--- O QUE SE PEDE ---
Redimensione as coordenadas das respostas em todo o trecho que vai da linha com "Each instance receives one keypoint. Annotate the golden hand" até o fim das entradas: multiplique cada uma por 0,25 e arredonde para inteiros, com metades para cima. Reproduza essas linhas com os pedidos incluídos, mas deixe as imagens de fora.
■ ■ ■ ■ ■ ■ ■
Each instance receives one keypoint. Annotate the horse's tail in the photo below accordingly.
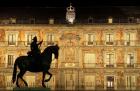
(15, 71)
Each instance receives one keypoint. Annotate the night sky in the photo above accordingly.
(57, 8)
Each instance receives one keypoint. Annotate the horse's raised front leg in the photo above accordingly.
(43, 78)
(49, 77)
(20, 75)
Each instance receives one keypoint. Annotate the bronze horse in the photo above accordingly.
(28, 63)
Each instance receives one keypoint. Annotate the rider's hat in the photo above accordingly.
(35, 38)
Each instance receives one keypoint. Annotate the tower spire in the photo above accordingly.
(70, 14)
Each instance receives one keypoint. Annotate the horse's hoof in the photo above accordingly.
(44, 85)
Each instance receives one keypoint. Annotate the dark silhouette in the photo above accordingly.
(27, 63)
(35, 50)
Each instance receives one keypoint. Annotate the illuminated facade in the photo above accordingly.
(105, 56)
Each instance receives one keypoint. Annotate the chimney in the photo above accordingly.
(51, 21)
(110, 20)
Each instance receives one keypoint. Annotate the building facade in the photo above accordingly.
(91, 57)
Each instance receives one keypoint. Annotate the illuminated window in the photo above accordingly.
(130, 60)
(90, 39)
(50, 39)
(89, 82)
(89, 60)
(53, 65)
(10, 60)
(29, 38)
(109, 61)
(12, 39)
(8, 82)
(51, 84)
(70, 81)
(130, 82)
(109, 39)
(130, 39)
(110, 82)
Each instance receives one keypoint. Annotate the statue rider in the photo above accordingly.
(35, 51)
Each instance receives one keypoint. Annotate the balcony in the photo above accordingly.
(113, 43)
(24, 43)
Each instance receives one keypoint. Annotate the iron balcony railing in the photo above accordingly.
(112, 43)
(84, 43)
(83, 65)
(24, 43)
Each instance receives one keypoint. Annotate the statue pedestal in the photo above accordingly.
(31, 89)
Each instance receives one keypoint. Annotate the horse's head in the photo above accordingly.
(56, 51)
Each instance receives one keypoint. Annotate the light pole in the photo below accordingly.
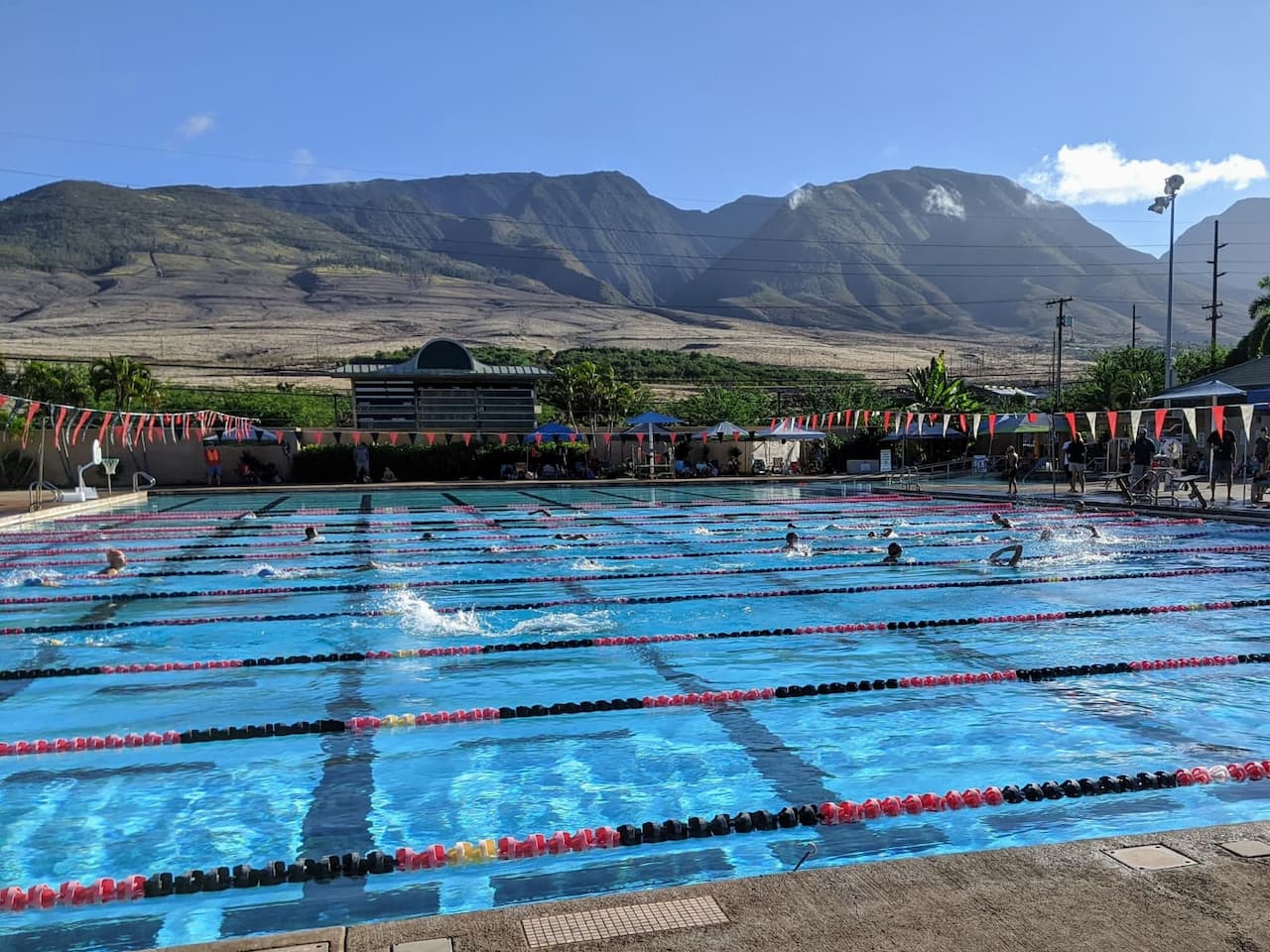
(1173, 185)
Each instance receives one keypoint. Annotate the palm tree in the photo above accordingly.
(125, 381)
(934, 389)
(1256, 341)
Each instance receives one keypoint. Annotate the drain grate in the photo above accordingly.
(1157, 856)
(622, 920)
(1246, 848)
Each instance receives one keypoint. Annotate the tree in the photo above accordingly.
(123, 381)
(1256, 341)
(934, 389)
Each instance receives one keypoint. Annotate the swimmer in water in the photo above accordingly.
(1010, 555)
(114, 562)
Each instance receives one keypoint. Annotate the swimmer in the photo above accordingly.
(114, 562)
(1010, 555)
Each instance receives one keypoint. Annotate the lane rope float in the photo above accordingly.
(282, 592)
(572, 644)
(439, 856)
(706, 698)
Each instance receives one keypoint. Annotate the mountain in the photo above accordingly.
(1245, 229)
(919, 252)
(929, 248)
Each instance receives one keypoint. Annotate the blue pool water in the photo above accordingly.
(145, 810)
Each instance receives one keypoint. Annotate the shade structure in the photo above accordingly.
(725, 429)
(924, 430)
(654, 417)
(254, 435)
(1019, 424)
(1201, 390)
(788, 433)
(649, 430)
(553, 430)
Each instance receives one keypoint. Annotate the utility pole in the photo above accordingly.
(1057, 395)
(1213, 315)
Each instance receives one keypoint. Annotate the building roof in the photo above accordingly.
(441, 359)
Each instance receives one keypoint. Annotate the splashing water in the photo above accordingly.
(418, 617)
(564, 624)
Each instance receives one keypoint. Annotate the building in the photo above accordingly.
(444, 388)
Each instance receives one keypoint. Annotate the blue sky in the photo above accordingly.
(701, 102)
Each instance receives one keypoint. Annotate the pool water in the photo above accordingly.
(407, 570)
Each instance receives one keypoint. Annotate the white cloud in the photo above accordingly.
(799, 195)
(1096, 173)
(197, 125)
(944, 200)
(304, 166)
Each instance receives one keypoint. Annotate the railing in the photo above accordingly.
(35, 499)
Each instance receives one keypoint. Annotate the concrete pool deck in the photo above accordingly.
(1070, 896)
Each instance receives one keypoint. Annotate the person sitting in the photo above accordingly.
(114, 562)
(1010, 555)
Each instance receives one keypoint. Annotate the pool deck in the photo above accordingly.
(1070, 896)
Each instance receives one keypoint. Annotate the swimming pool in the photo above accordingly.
(613, 722)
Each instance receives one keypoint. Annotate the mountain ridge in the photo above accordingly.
(922, 250)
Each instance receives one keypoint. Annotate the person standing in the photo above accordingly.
(1076, 454)
(1011, 472)
(212, 460)
(1222, 465)
(1143, 451)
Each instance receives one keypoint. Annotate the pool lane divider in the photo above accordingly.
(915, 542)
(706, 698)
(602, 642)
(440, 856)
(281, 592)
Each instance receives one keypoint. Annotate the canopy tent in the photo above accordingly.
(553, 431)
(653, 424)
(788, 433)
(925, 429)
(1209, 390)
(725, 429)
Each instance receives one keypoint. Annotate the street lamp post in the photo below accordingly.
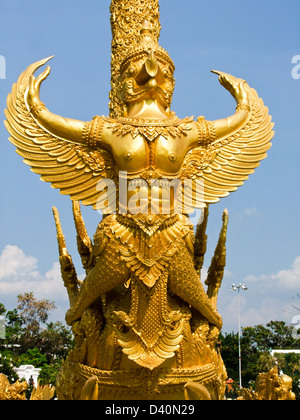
(238, 288)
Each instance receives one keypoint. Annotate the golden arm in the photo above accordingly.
(65, 128)
(227, 126)
(209, 131)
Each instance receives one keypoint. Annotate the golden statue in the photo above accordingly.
(144, 326)
(12, 392)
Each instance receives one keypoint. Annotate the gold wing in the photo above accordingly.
(76, 170)
(221, 167)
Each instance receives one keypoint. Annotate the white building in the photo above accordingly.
(28, 371)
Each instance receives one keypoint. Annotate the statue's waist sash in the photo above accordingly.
(146, 243)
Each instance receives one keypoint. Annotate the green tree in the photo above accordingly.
(29, 340)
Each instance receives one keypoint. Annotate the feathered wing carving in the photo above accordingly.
(76, 170)
(221, 167)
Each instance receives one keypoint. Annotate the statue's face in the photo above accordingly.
(148, 78)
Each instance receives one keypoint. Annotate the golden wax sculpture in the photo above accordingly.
(145, 327)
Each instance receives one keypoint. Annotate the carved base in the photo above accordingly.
(80, 382)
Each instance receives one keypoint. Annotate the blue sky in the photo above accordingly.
(253, 40)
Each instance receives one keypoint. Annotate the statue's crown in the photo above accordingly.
(147, 42)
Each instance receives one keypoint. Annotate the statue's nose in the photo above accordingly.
(149, 70)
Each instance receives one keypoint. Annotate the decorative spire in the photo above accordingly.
(128, 26)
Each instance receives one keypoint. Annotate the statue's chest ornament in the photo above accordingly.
(151, 129)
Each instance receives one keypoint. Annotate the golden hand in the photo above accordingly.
(234, 86)
(33, 93)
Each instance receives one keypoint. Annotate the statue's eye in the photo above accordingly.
(131, 71)
(166, 73)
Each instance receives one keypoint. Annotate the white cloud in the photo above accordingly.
(14, 263)
(269, 298)
(288, 278)
(19, 274)
(251, 212)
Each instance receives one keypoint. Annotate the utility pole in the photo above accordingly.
(238, 288)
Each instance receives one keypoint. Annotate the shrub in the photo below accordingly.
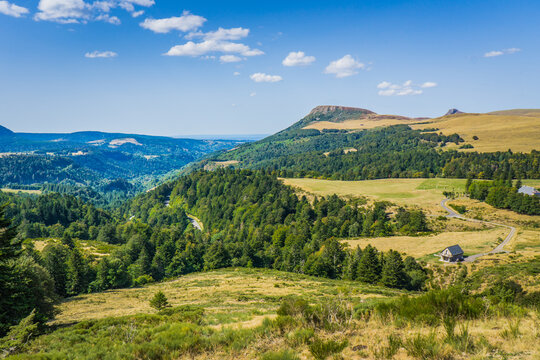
■ ■ ■ ■ ■ ■ ■
--- RESULTADO DO EXERCÍCIO ---
Each instance receives one keypoint. Annotate the golden hand in the photo above accordingly.
(59, 22)
(8, 23)
Each instance receives one keypoint. Annotate the statue's eye in the photo above accordingly.
(33, 18)
(42, 18)
Each instance receives one keypoint. Annotate the white cloud in the photo above accordingly.
(4, 66)
(67, 75)
(72, 70)
(5, 69)
(63, 53)
Each instance receives one keypoint. Annotate the utility pole in the photo above accordingly.
(60, 72)
Each instance receives one keypoint. Annotate the shrub in the photo below accordingly.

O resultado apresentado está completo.